> **Data extract**

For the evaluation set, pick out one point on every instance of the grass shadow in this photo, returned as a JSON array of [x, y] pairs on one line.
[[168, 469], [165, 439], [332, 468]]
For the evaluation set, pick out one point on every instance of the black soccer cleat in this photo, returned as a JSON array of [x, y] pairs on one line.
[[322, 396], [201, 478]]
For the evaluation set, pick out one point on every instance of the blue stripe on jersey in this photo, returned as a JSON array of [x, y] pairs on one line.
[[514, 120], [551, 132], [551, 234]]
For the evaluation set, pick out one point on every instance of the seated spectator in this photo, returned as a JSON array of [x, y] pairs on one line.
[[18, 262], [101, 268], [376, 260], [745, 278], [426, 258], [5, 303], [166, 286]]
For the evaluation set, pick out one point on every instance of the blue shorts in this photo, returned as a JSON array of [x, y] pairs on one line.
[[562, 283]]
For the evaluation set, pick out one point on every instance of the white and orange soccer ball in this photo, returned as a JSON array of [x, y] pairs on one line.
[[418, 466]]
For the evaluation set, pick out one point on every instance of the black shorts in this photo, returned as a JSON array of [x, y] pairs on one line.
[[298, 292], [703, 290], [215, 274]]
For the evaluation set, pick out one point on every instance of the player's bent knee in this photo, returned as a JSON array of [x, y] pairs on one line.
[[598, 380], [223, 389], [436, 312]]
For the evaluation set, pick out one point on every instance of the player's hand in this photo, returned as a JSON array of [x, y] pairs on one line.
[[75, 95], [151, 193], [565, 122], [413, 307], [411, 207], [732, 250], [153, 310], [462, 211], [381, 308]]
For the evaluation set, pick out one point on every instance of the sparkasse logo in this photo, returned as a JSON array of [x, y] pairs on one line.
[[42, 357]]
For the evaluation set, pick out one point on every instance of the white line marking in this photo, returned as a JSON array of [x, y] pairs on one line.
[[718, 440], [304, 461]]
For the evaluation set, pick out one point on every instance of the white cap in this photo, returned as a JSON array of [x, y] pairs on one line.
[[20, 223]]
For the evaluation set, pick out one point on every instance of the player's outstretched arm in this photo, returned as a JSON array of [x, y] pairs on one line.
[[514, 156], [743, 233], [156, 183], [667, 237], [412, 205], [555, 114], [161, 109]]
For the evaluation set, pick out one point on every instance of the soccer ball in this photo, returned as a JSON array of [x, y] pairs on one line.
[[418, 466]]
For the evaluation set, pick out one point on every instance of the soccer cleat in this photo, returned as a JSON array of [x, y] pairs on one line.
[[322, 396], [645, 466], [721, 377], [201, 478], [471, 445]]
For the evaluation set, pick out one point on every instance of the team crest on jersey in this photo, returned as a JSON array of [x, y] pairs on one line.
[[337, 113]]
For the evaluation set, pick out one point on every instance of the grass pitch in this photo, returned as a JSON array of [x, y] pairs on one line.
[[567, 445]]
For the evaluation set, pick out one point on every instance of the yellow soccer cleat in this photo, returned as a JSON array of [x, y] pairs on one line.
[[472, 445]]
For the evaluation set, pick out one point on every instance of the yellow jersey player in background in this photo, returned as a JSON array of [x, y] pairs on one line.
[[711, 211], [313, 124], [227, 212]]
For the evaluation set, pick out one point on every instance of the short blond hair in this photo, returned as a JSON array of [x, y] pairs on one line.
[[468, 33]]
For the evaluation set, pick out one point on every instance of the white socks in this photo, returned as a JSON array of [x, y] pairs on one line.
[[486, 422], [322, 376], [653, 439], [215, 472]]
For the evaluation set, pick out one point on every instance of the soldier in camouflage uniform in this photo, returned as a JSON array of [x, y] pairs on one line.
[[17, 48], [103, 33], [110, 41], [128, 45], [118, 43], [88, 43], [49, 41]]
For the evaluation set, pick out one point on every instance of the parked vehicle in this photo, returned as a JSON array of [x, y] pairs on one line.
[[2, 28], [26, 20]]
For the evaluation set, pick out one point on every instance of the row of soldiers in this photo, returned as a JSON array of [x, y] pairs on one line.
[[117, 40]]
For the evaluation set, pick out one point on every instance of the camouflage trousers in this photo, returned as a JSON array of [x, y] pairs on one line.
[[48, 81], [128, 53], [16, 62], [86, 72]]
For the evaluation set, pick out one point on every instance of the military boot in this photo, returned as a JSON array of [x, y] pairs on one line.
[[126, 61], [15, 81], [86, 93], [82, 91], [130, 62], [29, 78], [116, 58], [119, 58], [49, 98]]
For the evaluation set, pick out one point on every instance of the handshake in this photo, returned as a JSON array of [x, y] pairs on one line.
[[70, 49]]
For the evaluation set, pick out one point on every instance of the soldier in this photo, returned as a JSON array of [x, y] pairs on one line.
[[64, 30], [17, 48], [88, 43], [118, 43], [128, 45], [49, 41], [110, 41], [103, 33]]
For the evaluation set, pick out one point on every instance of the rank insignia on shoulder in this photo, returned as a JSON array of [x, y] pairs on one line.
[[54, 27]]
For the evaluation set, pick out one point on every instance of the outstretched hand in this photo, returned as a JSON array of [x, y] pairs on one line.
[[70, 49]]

> **Your objective**
Your task is to repeat the data exactly, with nothing left out.

> **Task answer**
For the evaluation set, pick out one point on every instance of the grass shadow in this photo, returned as a JSON array of [x, y] pairs on one line.
[[168, 469], [165, 439], [332, 468]]
For the evaluation set, pick out one point on every instance of the black soccer cleat in this photo, returned as a JSON array of [x, y] pairs on one line.
[[322, 396], [201, 478]]
For the evaluation set, pick out one point on every instance of the blue stripe on jersey in this photo, returned as a JSON array of [x, y] pairs on one line.
[[514, 120], [551, 132], [551, 234]]
For the evaluation set, pick out one point on every instance of the seated spectator in this photo, returned as a JSON array of [x, y] pairs on one line.
[[18, 262], [101, 268], [376, 260], [745, 278], [426, 258], [5, 303], [166, 286]]
For the evaluation set, pick out one point on every instance of the blue shorts in this photo, returned as a JSON array of [x, y] pairs on one line.
[[562, 283]]
For the evaluation set, pick out one point on every instance of the white and orange soccer ball in this photo, returned as a JSON array of [x, y] pairs on one line.
[[418, 466]]
For the evaluation set, pick out one point on every instance of the black shorts in this photo, returned as a JSON array of [x, y] pairs on one line.
[[298, 292], [703, 290], [215, 274]]
For the evaluation set, pick out one point on every instance of the player's bent knee in this photo, returned as a JSON array of [x, y] pairs on one line.
[[598, 380], [223, 389], [436, 312]]
For the evaluation set, pick out one point on every instance of the player's hand in this photo, returned as a JSON array of [x, y] pairs on one line.
[[75, 95], [151, 193], [565, 122], [413, 307], [411, 207], [732, 250], [153, 310], [462, 211], [381, 308]]
For the evaluation set, pick out one point on every instance of the sparkasse logo in this photo, returned as a JSON array of [x, y] pairs on one line.
[[42, 357]]
For the evaluation set, pick out one point on every instance of the white line marking in this photo, returned as a JSON array of [x, y] pairs on one line.
[[718, 440], [304, 461]]
For the evaluation set, pick out one point on every instance of the white cap in this photo, returned as a JSON array of [x, y] pairs on one line.
[[20, 223]]
For the evaluation set, pick out one point on every instance of the player's outstretched arm in this photo, returned as a JSON array of [x, y] pairs on one line.
[[514, 156], [743, 233], [156, 183], [667, 237], [412, 205], [555, 114], [161, 109]]
For the evaluation set, pick out one point on every instance of the soccer ball in this photo, returned as a JSON array of [x, y] pairs on one line.
[[418, 466]]
For the evaluation set, pick out one point on every instance of the soccer cleat in this photo, returned as a JSON array of [x, y] pairs on one line.
[[322, 396], [645, 466], [721, 377], [201, 478], [471, 445]]
For the evaluation set, pick out one point on every instance of the team crest on jersey in this photo, returned as a JSON array of [x, y] pairs on one line.
[[337, 113]]
For the evaluation set, pick out one point on every instance of the grass pitch in this photo, returned as a JSON array of [x, y] pairs on one line.
[[567, 445]]
For the evaluation set, pick out one point on every instance of the yellow soccer cleat in this photo, returned as a JSON array of [x, y] pairs on one line.
[[472, 445]]
For the evaluation set, pick out one point on every instance of the yellow jersey player in background in this photo, returned as a JSON array of [x, y] pairs on one line.
[[711, 211], [313, 124], [227, 212]]
For the evaluation set, pick out one point on every instance of the short blond hair in this photo, returned as a JSON array of [x, y] pairs on one line.
[[468, 33]]
For the evaluation set, pick out one point on every instance of the white socks in this photo, returned as a JSON array of [x, y] pairs on one line.
[[486, 422], [322, 376], [653, 439], [215, 472]]
For the evaluation set, pick out one point on every instance of the soldier in camouflage uniform in this photo, returned as a JSON array of [x, y] pairs on one line.
[[17, 48], [103, 33], [110, 41], [128, 45], [118, 43], [88, 43], [49, 41]]
For the evaluation set, pick out one point on every instance of the parked vehicle in this photo, returned as a JSON array of [x, y] pairs on one line.
[[2, 28], [26, 20]]
For the evaluation set, pick out one point on every instance of the row of soldiers in this photo, returned as a JSON array of [x, y] pairs on one line.
[[117, 40]]
For the evaluation set, pick out one point on every instance of the camouflage trousers in this photo, returned as a JSON array of [x, y] pairs on one line.
[[48, 81], [128, 53], [16, 62], [86, 72]]
For the evaluation set, pick out one point on every instance of the military boot in this photo, returned as a JSON array of [x, y] pairs on one line.
[[126, 61], [15, 81], [86, 93], [82, 91], [130, 62], [29, 78], [116, 58], [119, 58], [49, 98]]
For the evaluation set, pick out one point on every instance of the handshake in this photo, returned as a JSON array of [x, y] pairs on one line.
[[70, 49]]
For the evaluation set, pick out one point on every instance of the soldier in this photo, returned as a JSON array of [x, y] pairs on one line.
[[64, 30], [17, 48], [88, 43], [118, 43], [128, 45], [49, 41], [110, 41], [103, 33]]
For the evaluation set, pick out one point on every instance of the rank insignia on shoulder in this photo, returned as a JSON array of [x, y] pairs on one line.
[[54, 27]]
For the evaluation set, pick out one point on every instance of the outstretched hand in this photo, returned as a JSON array of [x, y] pairs on one line.
[[70, 49]]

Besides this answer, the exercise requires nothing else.